### Reading text

-=-=-=-=-

Species of gastropod

Perotrochus maureri common name "Maurer's Slit Shell", is a species of large sea snail, a marine gastropod mollusk in the family Pleurotomariidae, the slit snails.

==Description==

=== External Shell and Structure ===
The length of the shell varies between 35mm and 60mm, consisting of ≤9¾ whorls total. The whorls display both spiral lirae and axial riblets, the latter of which decrease in prominence, gradually becoming reduced to beads on the spiral lirae. The shell of P. maureri is originally described as non-umbilicate.The spire of the shell is described as high, coeloconoid (concave towards the protoconch), and mostly straight for the first five whorls. The protoconch consists of one glossy whorl that is transparent and nearly invisible to the human eye, as it is 0.005cm wide. The shell has an oval shaped, pearlescent aperture with a thin lip and denticle. P. maureri has a base color of ivory with orange-rust colored axial bands that are interspersed with thinner, lighter orange, paler axial bands. The shell has a small operculum relative to the size of the aperture. Specimens of the shell often bear predation scars from crustaceans.

=== Live Snail ===
The live snail has long cylindrical tentacles that, along with the foot and head, are noted to be dark red. The snail has interconnected mouth parts consisting of the jaws, inner lips, and outer lips. P. maureri has a hypobranchial gland that secretes whitish fluid that adheres to the shell when the snail is disturbed. The snail, like other carnivorous species, has a toothed radula used to acquire prey.

==Distribution and Habitat==
This species occurs in, and is endemic to, the Atlantic Ocean off South Carolina and in the Gulf of Mexico off East Florida. It is found in depths of 193-400 meters below the surface. P. maureri is a benthic snail that resides on underwater hill crests and valleys with a base of hard substrates.

== Life Habits ==

=== Diet ===
P. maureri is carnivorous sessile prey feeder and its diet consists of sea sponges. Specifically in the orders Poecilosclerida, Tetractinellida, Spirophorida (suborder) or genus Strongylophora (order Callyspongia).

=== Reproduction ===
This species reproduces sexually.

=== Locomotion ===
P. maureri moves by mucus mediated gliding.

=== Predation and Defense ===
It is suspected, based on the presence of predation scars found on shell specimens, that P. maureri is primarily predated by crustaceans. The fluid secreted from the hypobranchial gland is thought to be a chemical defense that may be used to repel predators, as is seen in other species in the family Pleurotomariidae.

-=-=-=-=-

### Required action
Answer these questions from the snail text:
(a) How long is the shell?
(b) At what depths is this species found?
(c) What color are the live snail's tentacles, foot and head?
Rely only on the snail text for your answers.

Natural language descriptions of regions

-=-=-=-=-

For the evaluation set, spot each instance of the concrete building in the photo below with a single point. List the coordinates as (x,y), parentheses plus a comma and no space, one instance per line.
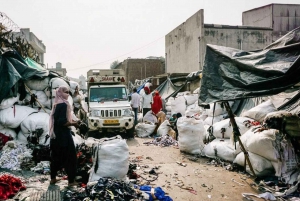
(141,68)
(61,71)
(282,18)
(185,46)
(36,43)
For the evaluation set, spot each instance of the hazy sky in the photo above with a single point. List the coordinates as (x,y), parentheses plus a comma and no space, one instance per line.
(85,34)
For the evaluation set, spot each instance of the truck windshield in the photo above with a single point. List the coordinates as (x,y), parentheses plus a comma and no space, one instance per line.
(103,94)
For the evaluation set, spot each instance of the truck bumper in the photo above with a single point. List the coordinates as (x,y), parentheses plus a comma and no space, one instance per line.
(95,123)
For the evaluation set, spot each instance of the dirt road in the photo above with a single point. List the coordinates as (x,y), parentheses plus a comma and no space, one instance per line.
(200,180)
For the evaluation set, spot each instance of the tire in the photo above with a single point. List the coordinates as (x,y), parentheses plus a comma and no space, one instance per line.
(130,132)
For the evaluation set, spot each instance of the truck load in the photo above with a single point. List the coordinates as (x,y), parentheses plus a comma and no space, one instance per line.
(109,110)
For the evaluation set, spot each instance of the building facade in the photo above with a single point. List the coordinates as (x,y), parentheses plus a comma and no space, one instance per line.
(141,68)
(282,18)
(185,46)
(61,71)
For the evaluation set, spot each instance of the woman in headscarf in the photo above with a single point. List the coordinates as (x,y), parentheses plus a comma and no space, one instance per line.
(156,106)
(63,153)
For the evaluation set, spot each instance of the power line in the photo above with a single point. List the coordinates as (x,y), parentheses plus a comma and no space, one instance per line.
(140,48)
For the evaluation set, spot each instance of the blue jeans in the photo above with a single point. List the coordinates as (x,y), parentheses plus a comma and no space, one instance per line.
(135,115)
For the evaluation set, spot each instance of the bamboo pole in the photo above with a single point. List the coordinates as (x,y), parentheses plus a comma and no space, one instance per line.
(35,98)
(237,134)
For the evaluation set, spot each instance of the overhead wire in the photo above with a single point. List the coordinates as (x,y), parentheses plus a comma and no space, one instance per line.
(102,62)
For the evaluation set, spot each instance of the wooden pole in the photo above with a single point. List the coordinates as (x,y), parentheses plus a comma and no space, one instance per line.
(237,134)
(35,98)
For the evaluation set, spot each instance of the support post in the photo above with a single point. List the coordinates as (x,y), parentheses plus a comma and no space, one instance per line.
(237,134)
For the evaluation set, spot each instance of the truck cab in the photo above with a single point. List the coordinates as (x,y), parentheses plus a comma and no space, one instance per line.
(109,108)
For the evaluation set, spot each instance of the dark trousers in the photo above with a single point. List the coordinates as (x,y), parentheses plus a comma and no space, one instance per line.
(63,157)
(145,110)
(135,115)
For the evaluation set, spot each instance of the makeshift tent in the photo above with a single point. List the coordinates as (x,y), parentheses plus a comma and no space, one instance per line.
(13,68)
(230,74)
(168,89)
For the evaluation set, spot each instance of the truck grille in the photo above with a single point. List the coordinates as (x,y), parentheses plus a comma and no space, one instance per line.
(111,113)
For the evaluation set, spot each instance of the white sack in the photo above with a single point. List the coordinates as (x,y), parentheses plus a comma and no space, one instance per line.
(9,132)
(112,156)
(226,124)
(191,98)
(13,116)
(58,82)
(261,165)
(35,122)
(178,105)
(222,149)
(73,86)
(144,129)
(37,84)
(190,135)
(6,103)
(212,120)
(263,144)
(260,111)
(163,128)
(149,117)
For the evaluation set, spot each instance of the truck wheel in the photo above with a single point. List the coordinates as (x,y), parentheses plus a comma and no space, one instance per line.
(130,132)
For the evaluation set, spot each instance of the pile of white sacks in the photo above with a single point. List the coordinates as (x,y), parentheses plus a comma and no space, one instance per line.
(28,120)
(269,153)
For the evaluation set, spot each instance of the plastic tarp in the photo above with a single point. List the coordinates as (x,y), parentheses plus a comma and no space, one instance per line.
(13,68)
(230,74)
(168,89)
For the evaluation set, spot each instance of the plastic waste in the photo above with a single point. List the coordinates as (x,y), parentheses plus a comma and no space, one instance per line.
(158,193)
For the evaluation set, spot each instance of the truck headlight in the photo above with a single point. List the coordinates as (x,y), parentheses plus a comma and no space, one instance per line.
(96,113)
(127,112)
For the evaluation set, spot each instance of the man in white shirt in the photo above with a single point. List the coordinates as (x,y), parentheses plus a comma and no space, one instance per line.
(146,101)
(135,103)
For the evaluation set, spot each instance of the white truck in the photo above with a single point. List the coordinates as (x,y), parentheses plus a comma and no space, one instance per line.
(109,110)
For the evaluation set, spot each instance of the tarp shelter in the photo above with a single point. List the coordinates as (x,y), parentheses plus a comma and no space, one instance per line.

-=-=-=-=-

### Exercise solution
(a) Between 35mm and 60mm.
(b) 193-400 meters below the surface.
(c) Dark red.